[WORK TASK 1]
According to the technology news summaries, where are Thyrosim's simulation computations run?
[WORK TASK 2]
Write the next part of the technology news summaries, picking up after their last sentence.

== PASSAGE TO READ

UCLA Researchers Develop Sophisticated Open Source Program for Analyzing Thyroid Health
UCLA Newsroom (CA) (03/28/16) Bill Kisliuk

University of California, Los Angeles (UCLA) researchers have developed Thyrosim, an open source program that simulates the response of the human thyroid hormone regulation system to a variety of treatments and diseases. Thyrosim can be used by clinicians, researchers, and educators to accurately gauge the impacts of thyroid treatments and to develop more effective remedies for thyroid problems. "Thyrosim offers an easy-to-use interface for a sophisticated mathematical model of the short-term and long-term impact of thyroid diseases, treatments, hormone supplements, and other interventions," says UCLA professor Joseph DiStefano III. He notes the software will benefit clinical and research endocrinologists and teachers, and could result in positive changes in the use or regulation of available remedies. DiStefano says Thyrosim users can enter data into the interface, and then the software, which relies on a mathematical model based on comprehensive clinical data, simulates likely responses. The system also can project the long-term impacts of individual treatment programs. "Components of Thyrosim are distributed over two computers: the client-user machine accessible via a Web browser, and a remote server at UCLA where the simulation computations are run," says UCLA researcher Simon Han.


Athletes Look for an Edge in a New Place: Virtual Reality
The Conversation (03/28/16) Galen Clavio

Although this may finally be the year virtual-reality (VR) products achieve mainstream consumer acceptance, some athletes already have begun to explore the promise of the technology, writes Indiana University Bloomington professor Galen Clavio. For example, several National Football League teams are using Stanford University's STRIVR system, which provides realistic, repetitive training by visualizing the situations athletes will face during competition. Regular two-dimensional video often uses a wide camera angle to capture the entirety of a formation or play, and the result leaves players feeling distant from the material they are studying. However, the typical VR video consists of footage from multiple cameras, shooting and recording in sync. With STRIVR, players can put on a VR headset and feel as if they are inside the play as it is taking place. They can repeatedly watch different aspects of looped plays within the VR headset, which can enable them to memorize plays and formations without having to step onto the field. Clavio notes although athletes have a positive view of the technology, scientists are just starting to evaluate the mental and psychological impacts of VR.

====
== PROVIDED MATERIAL

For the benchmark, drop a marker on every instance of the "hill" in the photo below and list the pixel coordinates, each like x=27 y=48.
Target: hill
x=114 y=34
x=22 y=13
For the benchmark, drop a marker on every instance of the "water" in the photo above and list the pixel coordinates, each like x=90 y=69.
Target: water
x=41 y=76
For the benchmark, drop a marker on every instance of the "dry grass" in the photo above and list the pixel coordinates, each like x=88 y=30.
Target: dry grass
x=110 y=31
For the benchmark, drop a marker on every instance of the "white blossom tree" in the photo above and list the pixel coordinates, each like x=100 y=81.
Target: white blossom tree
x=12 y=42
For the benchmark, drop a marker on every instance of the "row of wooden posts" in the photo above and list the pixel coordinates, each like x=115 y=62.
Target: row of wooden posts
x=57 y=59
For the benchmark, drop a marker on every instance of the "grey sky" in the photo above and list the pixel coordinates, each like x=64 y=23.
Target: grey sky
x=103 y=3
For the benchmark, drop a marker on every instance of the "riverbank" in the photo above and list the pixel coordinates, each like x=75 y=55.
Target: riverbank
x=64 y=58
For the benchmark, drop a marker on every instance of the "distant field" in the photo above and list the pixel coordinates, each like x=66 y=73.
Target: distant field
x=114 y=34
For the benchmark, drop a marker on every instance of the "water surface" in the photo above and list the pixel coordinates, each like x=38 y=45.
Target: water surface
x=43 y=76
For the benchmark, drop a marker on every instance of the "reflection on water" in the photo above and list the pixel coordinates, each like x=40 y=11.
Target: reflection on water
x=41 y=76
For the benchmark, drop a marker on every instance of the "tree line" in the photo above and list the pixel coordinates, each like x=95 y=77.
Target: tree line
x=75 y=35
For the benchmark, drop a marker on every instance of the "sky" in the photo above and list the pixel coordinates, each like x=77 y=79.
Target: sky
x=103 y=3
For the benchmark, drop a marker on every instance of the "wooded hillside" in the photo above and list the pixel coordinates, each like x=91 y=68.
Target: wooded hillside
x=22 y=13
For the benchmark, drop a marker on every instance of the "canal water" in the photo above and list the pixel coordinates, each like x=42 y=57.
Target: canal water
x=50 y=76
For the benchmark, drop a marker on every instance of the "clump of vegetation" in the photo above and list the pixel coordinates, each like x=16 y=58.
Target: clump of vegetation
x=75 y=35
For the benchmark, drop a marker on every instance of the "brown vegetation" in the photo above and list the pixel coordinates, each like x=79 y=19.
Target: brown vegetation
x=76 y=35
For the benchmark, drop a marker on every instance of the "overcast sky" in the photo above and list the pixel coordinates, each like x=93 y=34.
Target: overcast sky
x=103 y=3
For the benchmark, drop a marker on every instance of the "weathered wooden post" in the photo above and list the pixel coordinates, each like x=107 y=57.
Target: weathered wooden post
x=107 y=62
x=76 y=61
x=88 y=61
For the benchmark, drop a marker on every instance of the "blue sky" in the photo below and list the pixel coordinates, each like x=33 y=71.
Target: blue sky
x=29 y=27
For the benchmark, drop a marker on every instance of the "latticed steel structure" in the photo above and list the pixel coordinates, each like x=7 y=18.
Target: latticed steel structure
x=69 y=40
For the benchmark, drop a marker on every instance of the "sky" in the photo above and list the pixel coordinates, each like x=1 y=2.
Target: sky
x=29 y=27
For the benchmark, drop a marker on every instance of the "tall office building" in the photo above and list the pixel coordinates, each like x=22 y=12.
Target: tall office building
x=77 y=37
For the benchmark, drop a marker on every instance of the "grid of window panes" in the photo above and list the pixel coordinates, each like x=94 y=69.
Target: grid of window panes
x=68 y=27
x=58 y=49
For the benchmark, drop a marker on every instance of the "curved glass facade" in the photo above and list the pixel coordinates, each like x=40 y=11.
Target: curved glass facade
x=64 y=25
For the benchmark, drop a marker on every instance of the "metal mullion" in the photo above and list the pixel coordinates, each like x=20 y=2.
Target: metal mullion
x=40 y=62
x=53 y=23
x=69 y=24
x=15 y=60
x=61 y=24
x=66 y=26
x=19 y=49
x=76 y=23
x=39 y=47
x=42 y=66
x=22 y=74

====

[EXERCISE ANSWER 1]
On a remote server at UCLA.

[EXERCISE ANSWER 2]
Linux at 25: Q&A With Linus Torvalds
IEEE Spectrum (03/29/16) Stephen Cass

With the Linux operating system reaching its 25th anniversary this year, Linux kernel creator Linus Torvalds reflects in an interview on what the past brought about and what the future holds for Linux. He notes Linux's transition from a personal effort to a collective one was a difficult change, but he learned it was easier to trust the various submaintainers with applying their patches, rather than applying them himself. "Linux has almost become the default environment for prototyping new hardware or services," Torvalds says. He blames "user inertia" on Linux's inability to significantly penetrate mainstream desktops, noting "the desktop is simply unique...in that it's very personal--you interact with it rather intimately every day if you work with computers--but also complicated in ways many other computing environments aren't." Torvalds still sees value in the desktop market, even though the general-purpose desktop concept appears to be giving way to more specialized, simpler, and multitasking platforms. In terms of the current state of Linux, Torvalds believes the kernel is working well, despite concerns it has become too complicated for people to understand and fix defects. He says supporting the growing plethora of hardware is an ongoing challenge. Torvalds' outlook for the future is "we'll do fine as long we keep track of all the small day-to-day details, and try to do the best we can."